(Object pointing dataset rows)
>>

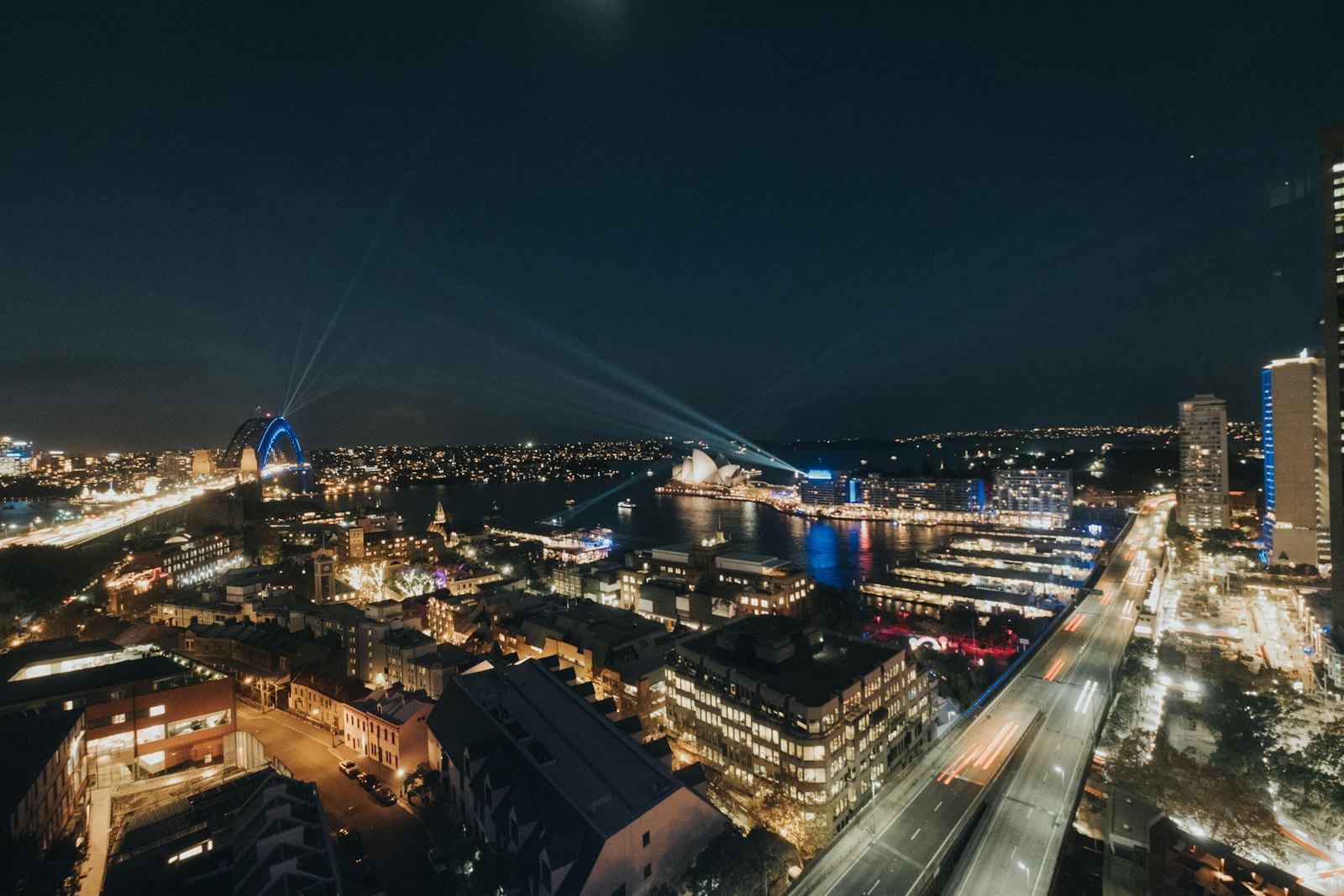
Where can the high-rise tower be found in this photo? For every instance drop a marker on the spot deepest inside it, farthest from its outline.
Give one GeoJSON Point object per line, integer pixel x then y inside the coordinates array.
{"type": "Point", "coordinates": [1203, 464]}
{"type": "Point", "coordinates": [1332, 257]}
{"type": "Point", "coordinates": [1296, 461]}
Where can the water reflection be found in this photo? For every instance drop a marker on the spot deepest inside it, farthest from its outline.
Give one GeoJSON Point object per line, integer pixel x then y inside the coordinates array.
{"type": "Point", "coordinates": [837, 553]}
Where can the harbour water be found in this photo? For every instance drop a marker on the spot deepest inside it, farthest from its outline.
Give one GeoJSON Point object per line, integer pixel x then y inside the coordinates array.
{"type": "Point", "coordinates": [837, 553]}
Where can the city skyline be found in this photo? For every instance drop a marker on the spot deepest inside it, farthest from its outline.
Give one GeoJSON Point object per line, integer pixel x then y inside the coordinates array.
{"type": "Point", "coordinates": [507, 224]}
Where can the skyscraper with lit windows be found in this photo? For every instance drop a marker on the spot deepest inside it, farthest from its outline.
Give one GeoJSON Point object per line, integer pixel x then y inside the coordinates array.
{"type": "Point", "coordinates": [1332, 257]}
{"type": "Point", "coordinates": [1296, 527]}
{"type": "Point", "coordinates": [1202, 499]}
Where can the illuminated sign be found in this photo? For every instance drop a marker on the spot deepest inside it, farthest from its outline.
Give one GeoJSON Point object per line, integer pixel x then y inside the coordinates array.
{"type": "Point", "coordinates": [937, 644]}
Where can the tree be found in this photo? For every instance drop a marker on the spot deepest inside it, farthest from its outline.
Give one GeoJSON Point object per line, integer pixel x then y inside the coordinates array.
{"type": "Point", "coordinates": [1245, 723]}
{"type": "Point", "coordinates": [1220, 801]}
{"type": "Point", "coordinates": [479, 869]}
{"type": "Point", "coordinates": [737, 866]}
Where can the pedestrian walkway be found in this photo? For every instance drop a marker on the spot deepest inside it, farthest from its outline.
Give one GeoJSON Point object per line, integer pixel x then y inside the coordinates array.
{"type": "Point", "coordinates": [100, 836]}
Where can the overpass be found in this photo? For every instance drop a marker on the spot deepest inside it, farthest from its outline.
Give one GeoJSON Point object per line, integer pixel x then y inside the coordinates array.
{"type": "Point", "coordinates": [945, 828]}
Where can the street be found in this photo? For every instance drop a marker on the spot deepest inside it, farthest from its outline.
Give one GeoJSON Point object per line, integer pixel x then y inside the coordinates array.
{"type": "Point", "coordinates": [396, 839]}
{"type": "Point", "coordinates": [1018, 837]}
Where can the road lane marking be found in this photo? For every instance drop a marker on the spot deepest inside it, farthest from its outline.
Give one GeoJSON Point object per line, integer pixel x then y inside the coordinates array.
{"type": "Point", "coordinates": [994, 745]}
{"type": "Point", "coordinates": [1085, 696]}
{"type": "Point", "coordinates": [948, 770]}
{"type": "Point", "coordinates": [1003, 743]}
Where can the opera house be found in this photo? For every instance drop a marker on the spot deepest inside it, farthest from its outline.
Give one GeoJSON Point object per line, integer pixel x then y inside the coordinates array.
{"type": "Point", "coordinates": [702, 470]}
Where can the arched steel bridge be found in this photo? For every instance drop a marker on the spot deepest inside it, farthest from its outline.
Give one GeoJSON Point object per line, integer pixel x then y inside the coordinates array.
{"type": "Point", "coordinates": [276, 446]}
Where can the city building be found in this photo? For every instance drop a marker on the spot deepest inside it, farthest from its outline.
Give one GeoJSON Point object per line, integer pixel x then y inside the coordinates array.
{"type": "Point", "coordinates": [259, 833]}
{"type": "Point", "coordinates": [430, 672]}
{"type": "Point", "coordinates": [600, 582]}
{"type": "Point", "coordinates": [324, 578]}
{"type": "Point", "coordinates": [322, 698]}
{"type": "Point", "coordinates": [701, 470]}
{"type": "Point", "coordinates": [44, 775]}
{"type": "Point", "coordinates": [261, 658]}
{"type": "Point", "coordinates": [528, 763]}
{"type": "Point", "coordinates": [768, 699]}
{"type": "Point", "coordinates": [924, 597]}
{"type": "Point", "coordinates": [174, 468]}
{"type": "Point", "coordinates": [376, 641]}
{"type": "Point", "coordinates": [389, 726]}
{"type": "Point", "coordinates": [826, 486]}
{"type": "Point", "coordinates": [362, 544]}
{"type": "Point", "coordinates": [622, 653]}
{"type": "Point", "coordinates": [15, 457]}
{"type": "Point", "coordinates": [470, 618]}
{"type": "Point", "coordinates": [702, 584]}
{"type": "Point", "coordinates": [1037, 497]}
{"type": "Point", "coordinates": [147, 710]}
{"type": "Point", "coordinates": [1332, 266]}
{"type": "Point", "coordinates": [1296, 527]}
{"type": "Point", "coordinates": [941, 496]}
{"type": "Point", "coordinates": [1202, 497]}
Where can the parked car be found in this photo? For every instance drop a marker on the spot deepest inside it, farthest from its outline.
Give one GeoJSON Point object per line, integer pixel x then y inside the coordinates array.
{"type": "Point", "coordinates": [351, 841]}
{"type": "Point", "coordinates": [363, 868]}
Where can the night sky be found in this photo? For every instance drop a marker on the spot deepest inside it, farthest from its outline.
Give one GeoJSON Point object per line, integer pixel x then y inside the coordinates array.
{"type": "Point", "coordinates": [488, 221]}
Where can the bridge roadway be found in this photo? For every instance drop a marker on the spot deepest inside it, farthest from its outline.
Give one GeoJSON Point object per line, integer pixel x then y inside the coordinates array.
{"type": "Point", "coordinates": [107, 519]}
{"type": "Point", "coordinates": [900, 844]}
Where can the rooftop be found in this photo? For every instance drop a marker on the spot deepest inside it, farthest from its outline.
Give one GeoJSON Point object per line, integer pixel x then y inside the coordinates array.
{"type": "Point", "coordinates": [136, 668]}
{"type": "Point", "coordinates": [528, 714]}
{"type": "Point", "coordinates": [394, 705]}
{"type": "Point", "coordinates": [790, 658]}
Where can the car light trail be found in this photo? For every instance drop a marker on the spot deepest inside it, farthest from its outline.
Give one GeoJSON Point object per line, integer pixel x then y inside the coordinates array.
{"type": "Point", "coordinates": [1085, 698]}
{"type": "Point", "coordinates": [998, 745]}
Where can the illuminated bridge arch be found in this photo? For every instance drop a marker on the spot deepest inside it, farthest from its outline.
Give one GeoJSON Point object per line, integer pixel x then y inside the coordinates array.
{"type": "Point", "coordinates": [275, 443]}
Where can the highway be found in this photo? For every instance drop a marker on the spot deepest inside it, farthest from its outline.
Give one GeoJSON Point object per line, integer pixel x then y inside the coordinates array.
{"type": "Point", "coordinates": [112, 517]}
{"type": "Point", "coordinates": [1032, 741]}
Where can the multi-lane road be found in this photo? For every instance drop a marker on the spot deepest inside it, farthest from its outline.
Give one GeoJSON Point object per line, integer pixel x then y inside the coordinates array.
{"type": "Point", "coordinates": [942, 824]}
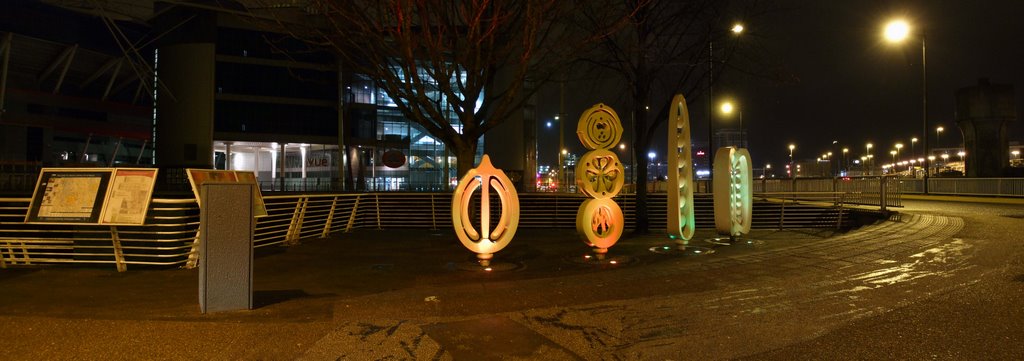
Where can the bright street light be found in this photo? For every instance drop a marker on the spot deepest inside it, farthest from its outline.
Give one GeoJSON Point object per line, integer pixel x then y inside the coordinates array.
{"type": "Point", "coordinates": [727, 107]}
{"type": "Point", "coordinates": [897, 31]}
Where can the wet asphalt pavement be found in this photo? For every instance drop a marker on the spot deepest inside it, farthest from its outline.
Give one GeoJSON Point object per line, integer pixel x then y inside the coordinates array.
{"type": "Point", "coordinates": [939, 280]}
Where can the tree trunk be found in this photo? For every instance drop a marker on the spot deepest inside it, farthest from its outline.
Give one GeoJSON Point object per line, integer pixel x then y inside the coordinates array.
{"type": "Point", "coordinates": [465, 154]}
{"type": "Point", "coordinates": [642, 143]}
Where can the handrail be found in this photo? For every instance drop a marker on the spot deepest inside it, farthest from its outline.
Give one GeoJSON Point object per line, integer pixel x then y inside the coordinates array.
{"type": "Point", "coordinates": [169, 236]}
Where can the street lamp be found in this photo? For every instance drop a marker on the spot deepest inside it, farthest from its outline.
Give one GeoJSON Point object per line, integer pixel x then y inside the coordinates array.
{"type": "Point", "coordinates": [896, 32]}
{"type": "Point", "coordinates": [728, 108]}
{"type": "Point", "coordinates": [736, 30]}
{"type": "Point", "coordinates": [846, 163]}
{"type": "Point", "coordinates": [794, 171]}
{"type": "Point", "coordinates": [867, 149]}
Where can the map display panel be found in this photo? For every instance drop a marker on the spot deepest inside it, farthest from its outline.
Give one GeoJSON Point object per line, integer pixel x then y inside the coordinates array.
{"type": "Point", "coordinates": [129, 196]}
{"type": "Point", "coordinates": [69, 195]}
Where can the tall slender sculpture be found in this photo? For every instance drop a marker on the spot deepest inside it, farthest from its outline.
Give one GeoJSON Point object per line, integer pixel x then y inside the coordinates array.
{"type": "Point", "coordinates": [733, 193]}
{"type": "Point", "coordinates": [485, 241]}
{"type": "Point", "coordinates": [600, 175]}
{"type": "Point", "coordinates": [681, 224]}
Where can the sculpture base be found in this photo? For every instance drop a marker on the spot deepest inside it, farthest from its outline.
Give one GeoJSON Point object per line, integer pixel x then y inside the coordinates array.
{"type": "Point", "coordinates": [601, 260]}
{"type": "Point", "coordinates": [492, 266]}
{"type": "Point", "coordinates": [685, 250]}
{"type": "Point", "coordinates": [733, 241]}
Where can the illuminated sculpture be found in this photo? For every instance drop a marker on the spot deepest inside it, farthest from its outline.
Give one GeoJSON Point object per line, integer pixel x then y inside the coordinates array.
{"type": "Point", "coordinates": [600, 176]}
{"type": "Point", "coordinates": [485, 241]}
{"type": "Point", "coordinates": [732, 191]}
{"type": "Point", "coordinates": [681, 224]}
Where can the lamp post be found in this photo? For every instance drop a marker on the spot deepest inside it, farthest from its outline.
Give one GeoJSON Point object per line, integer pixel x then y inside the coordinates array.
{"type": "Point", "coordinates": [650, 155]}
{"type": "Point", "coordinates": [736, 30]}
{"type": "Point", "coordinates": [846, 161]}
{"type": "Point", "coordinates": [867, 149]}
{"type": "Point", "coordinates": [793, 171]}
{"type": "Point", "coordinates": [728, 108]}
{"type": "Point", "coordinates": [896, 32]}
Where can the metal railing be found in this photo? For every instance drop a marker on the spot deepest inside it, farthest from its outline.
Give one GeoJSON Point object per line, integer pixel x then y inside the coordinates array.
{"type": "Point", "coordinates": [883, 191]}
{"type": "Point", "coordinates": [169, 236]}
{"type": "Point", "coordinates": [966, 186]}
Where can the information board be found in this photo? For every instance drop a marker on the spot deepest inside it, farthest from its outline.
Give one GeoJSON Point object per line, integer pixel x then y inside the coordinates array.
{"type": "Point", "coordinates": [199, 176]}
{"type": "Point", "coordinates": [69, 195]}
{"type": "Point", "coordinates": [259, 209]}
{"type": "Point", "coordinates": [128, 198]}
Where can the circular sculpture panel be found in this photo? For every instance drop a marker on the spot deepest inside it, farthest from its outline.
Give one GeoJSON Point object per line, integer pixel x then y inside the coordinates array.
{"type": "Point", "coordinates": [600, 174]}
{"type": "Point", "coordinates": [600, 222]}
{"type": "Point", "coordinates": [484, 241]}
{"type": "Point", "coordinates": [599, 128]}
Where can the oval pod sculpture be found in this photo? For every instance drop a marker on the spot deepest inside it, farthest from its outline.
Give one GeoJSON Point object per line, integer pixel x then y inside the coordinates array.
{"type": "Point", "coordinates": [485, 241]}
{"type": "Point", "coordinates": [733, 195]}
{"type": "Point", "coordinates": [681, 224]}
{"type": "Point", "coordinates": [600, 175]}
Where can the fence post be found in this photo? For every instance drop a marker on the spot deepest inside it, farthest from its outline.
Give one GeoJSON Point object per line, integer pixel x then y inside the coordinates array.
{"type": "Point", "coordinates": [377, 202]}
{"type": "Point", "coordinates": [330, 218]}
{"type": "Point", "coordinates": [883, 198]}
{"type": "Point", "coordinates": [433, 213]}
{"type": "Point", "coordinates": [781, 214]}
{"type": "Point", "coordinates": [842, 205]}
{"type": "Point", "coordinates": [119, 257]}
{"type": "Point", "coordinates": [194, 253]}
{"type": "Point", "coordinates": [351, 216]}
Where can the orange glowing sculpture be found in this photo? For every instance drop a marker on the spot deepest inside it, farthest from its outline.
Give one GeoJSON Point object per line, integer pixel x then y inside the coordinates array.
{"type": "Point", "coordinates": [485, 241]}
{"type": "Point", "coordinates": [680, 223]}
{"type": "Point", "coordinates": [600, 176]}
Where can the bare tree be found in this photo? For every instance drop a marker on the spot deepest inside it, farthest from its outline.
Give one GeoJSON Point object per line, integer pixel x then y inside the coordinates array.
{"type": "Point", "coordinates": [657, 48]}
{"type": "Point", "coordinates": [440, 57]}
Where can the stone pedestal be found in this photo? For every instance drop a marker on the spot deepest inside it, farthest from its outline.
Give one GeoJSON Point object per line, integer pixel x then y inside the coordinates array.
{"type": "Point", "coordinates": [983, 113]}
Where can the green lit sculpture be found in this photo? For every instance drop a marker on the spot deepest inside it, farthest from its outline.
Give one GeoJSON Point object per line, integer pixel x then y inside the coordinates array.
{"type": "Point", "coordinates": [733, 192]}
{"type": "Point", "coordinates": [681, 224]}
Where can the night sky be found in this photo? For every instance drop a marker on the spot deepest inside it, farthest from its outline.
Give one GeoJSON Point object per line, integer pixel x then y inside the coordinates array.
{"type": "Point", "coordinates": [841, 80]}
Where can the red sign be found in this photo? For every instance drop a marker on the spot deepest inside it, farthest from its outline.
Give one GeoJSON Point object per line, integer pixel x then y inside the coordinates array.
{"type": "Point", "coordinates": [393, 159]}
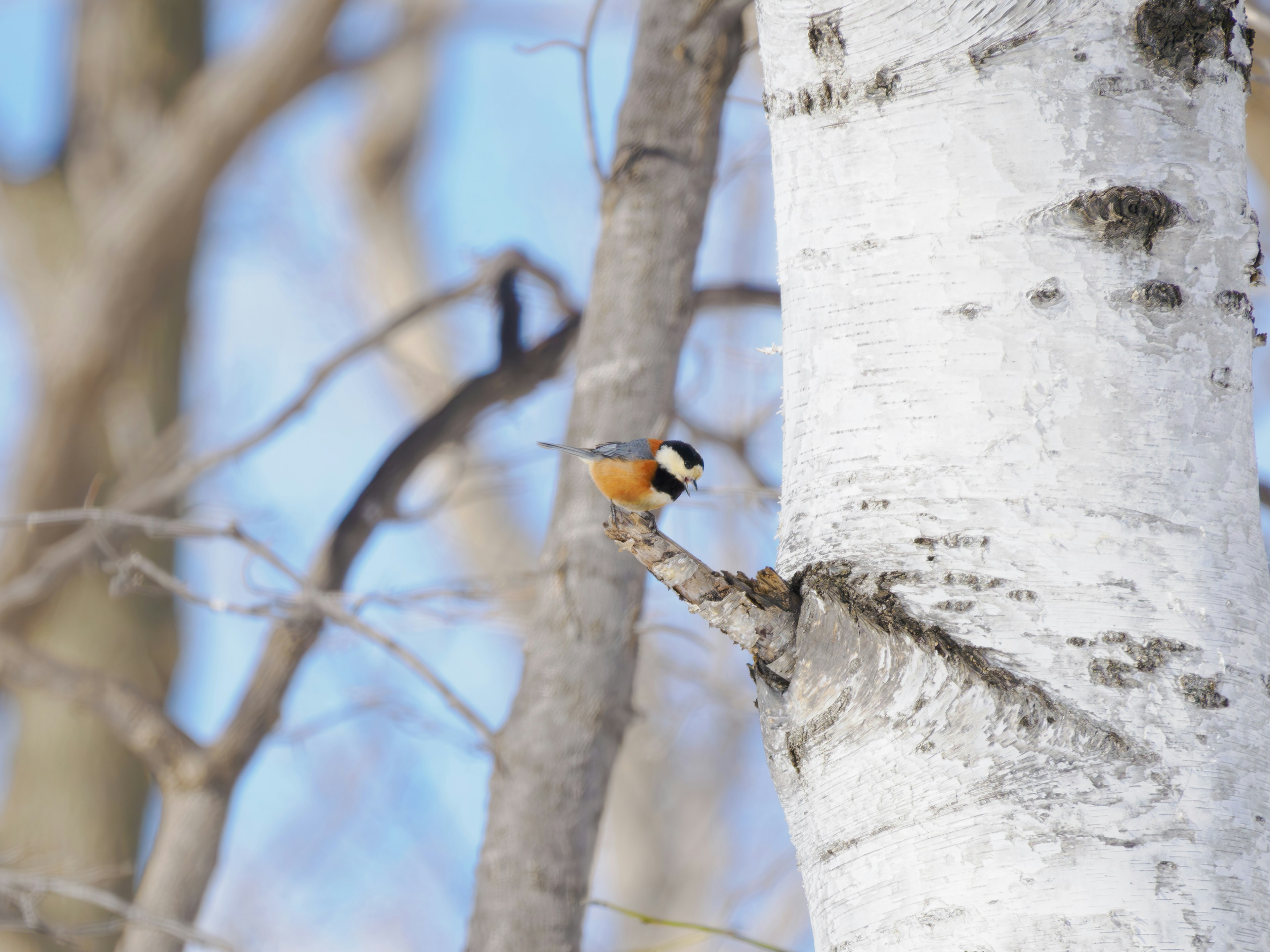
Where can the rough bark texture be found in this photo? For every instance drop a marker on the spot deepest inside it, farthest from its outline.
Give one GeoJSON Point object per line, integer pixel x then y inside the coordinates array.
{"type": "Point", "coordinates": [1031, 696]}
{"type": "Point", "coordinates": [77, 796]}
{"type": "Point", "coordinates": [558, 747]}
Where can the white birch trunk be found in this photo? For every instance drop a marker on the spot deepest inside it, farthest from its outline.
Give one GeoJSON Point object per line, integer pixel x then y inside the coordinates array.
{"type": "Point", "coordinates": [1031, 701]}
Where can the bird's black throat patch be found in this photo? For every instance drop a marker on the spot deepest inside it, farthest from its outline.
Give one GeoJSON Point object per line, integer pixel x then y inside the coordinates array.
{"type": "Point", "coordinates": [666, 482]}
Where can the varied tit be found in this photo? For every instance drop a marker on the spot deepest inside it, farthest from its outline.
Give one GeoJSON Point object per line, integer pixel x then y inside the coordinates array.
{"type": "Point", "coordinates": [641, 475]}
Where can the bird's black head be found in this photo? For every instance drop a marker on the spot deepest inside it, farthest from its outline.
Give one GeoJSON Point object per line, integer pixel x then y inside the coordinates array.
{"type": "Point", "coordinates": [681, 461]}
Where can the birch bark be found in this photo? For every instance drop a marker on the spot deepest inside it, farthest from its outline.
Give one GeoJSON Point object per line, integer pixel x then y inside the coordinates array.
{"type": "Point", "coordinates": [557, 751]}
{"type": "Point", "coordinates": [1031, 695]}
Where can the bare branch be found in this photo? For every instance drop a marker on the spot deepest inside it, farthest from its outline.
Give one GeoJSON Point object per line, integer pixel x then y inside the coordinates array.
{"type": "Point", "coordinates": [760, 615]}
{"type": "Point", "coordinates": [151, 494]}
{"type": "Point", "coordinates": [333, 610]}
{"type": "Point", "coordinates": [516, 375]}
{"type": "Point", "coordinates": [677, 925]}
{"type": "Point", "coordinates": [588, 107]}
{"type": "Point", "coordinates": [138, 723]}
{"type": "Point", "coordinates": [136, 564]}
{"type": "Point", "coordinates": [23, 888]}
{"type": "Point", "coordinates": [737, 296]}
{"type": "Point", "coordinates": [737, 442]}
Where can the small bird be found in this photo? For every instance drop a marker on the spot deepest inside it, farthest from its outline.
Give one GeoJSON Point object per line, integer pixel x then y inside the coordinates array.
{"type": "Point", "coordinates": [641, 475]}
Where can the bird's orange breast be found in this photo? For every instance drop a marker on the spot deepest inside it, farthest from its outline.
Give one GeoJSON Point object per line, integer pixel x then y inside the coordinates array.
{"type": "Point", "coordinates": [629, 483]}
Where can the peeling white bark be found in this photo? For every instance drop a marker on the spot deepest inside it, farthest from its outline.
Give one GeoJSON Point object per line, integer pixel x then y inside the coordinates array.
{"type": "Point", "coordinates": [1031, 696]}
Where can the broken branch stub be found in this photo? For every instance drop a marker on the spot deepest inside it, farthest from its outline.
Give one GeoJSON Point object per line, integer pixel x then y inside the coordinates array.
{"type": "Point", "coordinates": [760, 615]}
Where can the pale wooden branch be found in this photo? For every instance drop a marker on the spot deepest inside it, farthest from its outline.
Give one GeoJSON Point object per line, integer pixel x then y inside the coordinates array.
{"type": "Point", "coordinates": [679, 925]}
{"type": "Point", "coordinates": [737, 296]}
{"type": "Point", "coordinates": [588, 107]}
{"type": "Point", "coordinates": [135, 564]}
{"type": "Point", "coordinates": [139, 724]}
{"type": "Point", "coordinates": [144, 228]}
{"type": "Point", "coordinates": [738, 442]}
{"type": "Point", "coordinates": [760, 615]}
{"type": "Point", "coordinates": [151, 494]}
{"type": "Point", "coordinates": [186, 849]}
{"type": "Point", "coordinates": [24, 887]}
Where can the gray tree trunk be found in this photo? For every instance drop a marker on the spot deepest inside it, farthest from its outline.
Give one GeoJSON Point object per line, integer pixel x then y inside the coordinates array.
{"type": "Point", "coordinates": [558, 747]}
{"type": "Point", "coordinates": [1029, 704]}
{"type": "Point", "coordinates": [77, 796]}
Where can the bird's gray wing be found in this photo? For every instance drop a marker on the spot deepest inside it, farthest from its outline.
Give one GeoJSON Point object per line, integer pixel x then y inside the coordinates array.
{"type": "Point", "coordinates": [630, 450]}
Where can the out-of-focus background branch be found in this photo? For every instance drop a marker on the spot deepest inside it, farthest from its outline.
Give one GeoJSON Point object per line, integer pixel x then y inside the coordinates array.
{"type": "Point", "coordinates": [258, 655]}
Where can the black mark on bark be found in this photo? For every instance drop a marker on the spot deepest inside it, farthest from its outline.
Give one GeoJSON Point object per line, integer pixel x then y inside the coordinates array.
{"type": "Point", "coordinates": [982, 53]}
{"type": "Point", "coordinates": [1112, 673]}
{"type": "Point", "coordinates": [1176, 36]}
{"type": "Point", "coordinates": [1254, 268]}
{"type": "Point", "coordinates": [969, 310]}
{"type": "Point", "coordinates": [1202, 692]}
{"type": "Point", "coordinates": [630, 157]}
{"type": "Point", "coordinates": [1158, 296]}
{"type": "Point", "coordinates": [797, 739]}
{"type": "Point", "coordinates": [825, 37]}
{"type": "Point", "coordinates": [1151, 653]}
{"type": "Point", "coordinates": [1234, 302]}
{"type": "Point", "coordinates": [810, 101]}
{"type": "Point", "coordinates": [976, 582]}
{"type": "Point", "coordinates": [1166, 876]}
{"type": "Point", "coordinates": [1047, 294]}
{"type": "Point", "coordinates": [1124, 214]}
{"type": "Point", "coordinates": [883, 86]}
{"type": "Point", "coordinates": [869, 598]}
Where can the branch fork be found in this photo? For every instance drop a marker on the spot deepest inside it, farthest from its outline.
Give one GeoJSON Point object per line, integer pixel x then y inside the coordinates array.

<<

**TO BE DONE**. Take the line that contains "Where can the branch" and each line after it down to the last of the records, and retype them exactly; add nothing else.

**RESPONSE**.
Where can the branch fork be found in this photo? For every instance drop a marker on the spot deepest inside it, farthest from its outline.
Give one GeoJSON Point object per line, integer pixel x then y inside the coordinates array.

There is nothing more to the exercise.